**REQUIREMENTS**
Beginning at the line that contains "the form [14,412]." and ending at the last line of the entries, write out each line exactly; include nothing outside that span.
== LISTED RECORDS
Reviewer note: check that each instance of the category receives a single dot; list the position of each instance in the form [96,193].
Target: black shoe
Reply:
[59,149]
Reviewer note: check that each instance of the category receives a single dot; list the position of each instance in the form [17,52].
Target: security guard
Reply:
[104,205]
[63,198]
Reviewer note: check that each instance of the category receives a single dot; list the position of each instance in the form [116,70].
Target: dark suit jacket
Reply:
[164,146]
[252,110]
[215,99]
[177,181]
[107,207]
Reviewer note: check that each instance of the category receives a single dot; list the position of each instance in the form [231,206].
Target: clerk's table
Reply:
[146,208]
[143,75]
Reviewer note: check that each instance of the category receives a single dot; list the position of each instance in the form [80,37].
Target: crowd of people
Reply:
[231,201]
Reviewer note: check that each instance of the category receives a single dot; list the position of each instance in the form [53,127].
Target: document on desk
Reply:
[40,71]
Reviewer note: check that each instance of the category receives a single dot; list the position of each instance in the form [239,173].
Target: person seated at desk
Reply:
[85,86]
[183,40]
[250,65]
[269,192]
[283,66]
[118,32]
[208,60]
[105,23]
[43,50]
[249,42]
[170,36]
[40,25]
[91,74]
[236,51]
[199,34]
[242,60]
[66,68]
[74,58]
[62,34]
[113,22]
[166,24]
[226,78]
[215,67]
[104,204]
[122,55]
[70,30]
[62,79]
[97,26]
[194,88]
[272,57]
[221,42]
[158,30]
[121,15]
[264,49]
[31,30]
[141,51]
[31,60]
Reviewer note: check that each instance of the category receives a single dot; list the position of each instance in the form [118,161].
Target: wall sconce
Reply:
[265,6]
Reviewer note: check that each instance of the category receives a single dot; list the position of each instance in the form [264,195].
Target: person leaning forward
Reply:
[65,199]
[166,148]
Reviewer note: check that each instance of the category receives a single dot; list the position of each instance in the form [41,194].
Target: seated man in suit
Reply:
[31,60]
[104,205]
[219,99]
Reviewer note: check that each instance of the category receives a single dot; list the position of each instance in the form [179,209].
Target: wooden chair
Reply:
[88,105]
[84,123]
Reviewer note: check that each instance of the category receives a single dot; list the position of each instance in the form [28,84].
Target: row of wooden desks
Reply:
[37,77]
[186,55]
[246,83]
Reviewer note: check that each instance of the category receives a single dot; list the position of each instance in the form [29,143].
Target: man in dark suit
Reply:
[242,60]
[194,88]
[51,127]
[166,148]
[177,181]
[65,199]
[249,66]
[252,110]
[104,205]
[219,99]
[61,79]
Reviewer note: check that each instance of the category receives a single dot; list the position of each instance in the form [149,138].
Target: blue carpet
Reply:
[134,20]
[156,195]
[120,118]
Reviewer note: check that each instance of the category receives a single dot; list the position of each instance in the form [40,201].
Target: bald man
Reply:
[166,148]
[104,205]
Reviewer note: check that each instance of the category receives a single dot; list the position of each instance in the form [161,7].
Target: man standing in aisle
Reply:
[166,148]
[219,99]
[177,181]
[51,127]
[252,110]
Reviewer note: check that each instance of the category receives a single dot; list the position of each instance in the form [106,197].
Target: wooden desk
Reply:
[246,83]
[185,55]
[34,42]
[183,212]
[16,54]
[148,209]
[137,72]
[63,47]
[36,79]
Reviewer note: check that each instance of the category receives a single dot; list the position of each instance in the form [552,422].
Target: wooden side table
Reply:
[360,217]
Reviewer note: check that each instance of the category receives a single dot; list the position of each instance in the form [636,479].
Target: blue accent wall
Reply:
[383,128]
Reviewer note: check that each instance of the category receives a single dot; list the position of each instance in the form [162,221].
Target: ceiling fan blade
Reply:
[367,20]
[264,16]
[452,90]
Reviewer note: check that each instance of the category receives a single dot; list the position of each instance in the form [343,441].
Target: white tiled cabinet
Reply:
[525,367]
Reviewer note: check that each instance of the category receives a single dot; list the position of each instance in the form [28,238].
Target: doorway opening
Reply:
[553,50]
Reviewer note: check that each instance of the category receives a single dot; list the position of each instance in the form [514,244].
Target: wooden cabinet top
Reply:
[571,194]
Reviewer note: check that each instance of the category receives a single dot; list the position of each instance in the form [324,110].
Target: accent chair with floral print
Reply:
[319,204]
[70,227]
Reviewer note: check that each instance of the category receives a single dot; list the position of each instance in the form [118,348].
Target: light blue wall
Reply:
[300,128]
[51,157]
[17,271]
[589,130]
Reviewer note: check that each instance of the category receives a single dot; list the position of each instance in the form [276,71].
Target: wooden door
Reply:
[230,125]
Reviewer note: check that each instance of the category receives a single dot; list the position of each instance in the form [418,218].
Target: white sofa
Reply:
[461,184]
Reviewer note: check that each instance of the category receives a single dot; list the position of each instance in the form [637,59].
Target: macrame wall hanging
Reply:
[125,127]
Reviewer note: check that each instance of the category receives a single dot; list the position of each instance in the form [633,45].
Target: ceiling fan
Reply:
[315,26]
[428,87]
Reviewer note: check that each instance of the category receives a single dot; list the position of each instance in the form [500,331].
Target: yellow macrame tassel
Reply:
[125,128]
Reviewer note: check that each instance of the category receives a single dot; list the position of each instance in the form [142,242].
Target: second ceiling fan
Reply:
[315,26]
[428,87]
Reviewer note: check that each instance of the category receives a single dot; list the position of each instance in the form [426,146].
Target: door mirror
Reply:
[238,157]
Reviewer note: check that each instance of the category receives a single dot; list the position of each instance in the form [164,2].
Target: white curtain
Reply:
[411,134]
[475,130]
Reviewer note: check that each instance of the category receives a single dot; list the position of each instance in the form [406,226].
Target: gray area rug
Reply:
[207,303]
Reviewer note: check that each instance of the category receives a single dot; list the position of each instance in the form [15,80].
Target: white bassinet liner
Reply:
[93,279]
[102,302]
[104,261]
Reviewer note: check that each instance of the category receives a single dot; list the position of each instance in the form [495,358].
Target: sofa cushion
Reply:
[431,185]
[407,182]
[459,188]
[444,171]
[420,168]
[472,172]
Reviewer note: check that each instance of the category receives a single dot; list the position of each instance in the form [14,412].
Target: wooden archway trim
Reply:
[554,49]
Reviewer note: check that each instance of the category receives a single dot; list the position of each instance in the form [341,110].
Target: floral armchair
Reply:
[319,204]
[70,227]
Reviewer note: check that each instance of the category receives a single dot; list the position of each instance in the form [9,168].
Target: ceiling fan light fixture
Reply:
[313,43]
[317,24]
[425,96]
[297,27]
====
**ANSWER FOR THIS EXERCISE**
Reviewer note: check that each instance of the category receives a single dot; list the position of each instance in the form [14,412].
Target: wooden archway trim
Reply:
[554,49]
Reviewer note: check that each instance of the category receives a single dot; list the position of each instance in the form [341,110].
Target: floral armchair
Reply:
[319,204]
[70,227]
Reviewer note: check that each instance of the category receives a single dot; list the position of each instance in the form [9,168].
Target: ceiling fan light fixture
Reply:
[313,43]
[317,24]
[425,96]
[297,27]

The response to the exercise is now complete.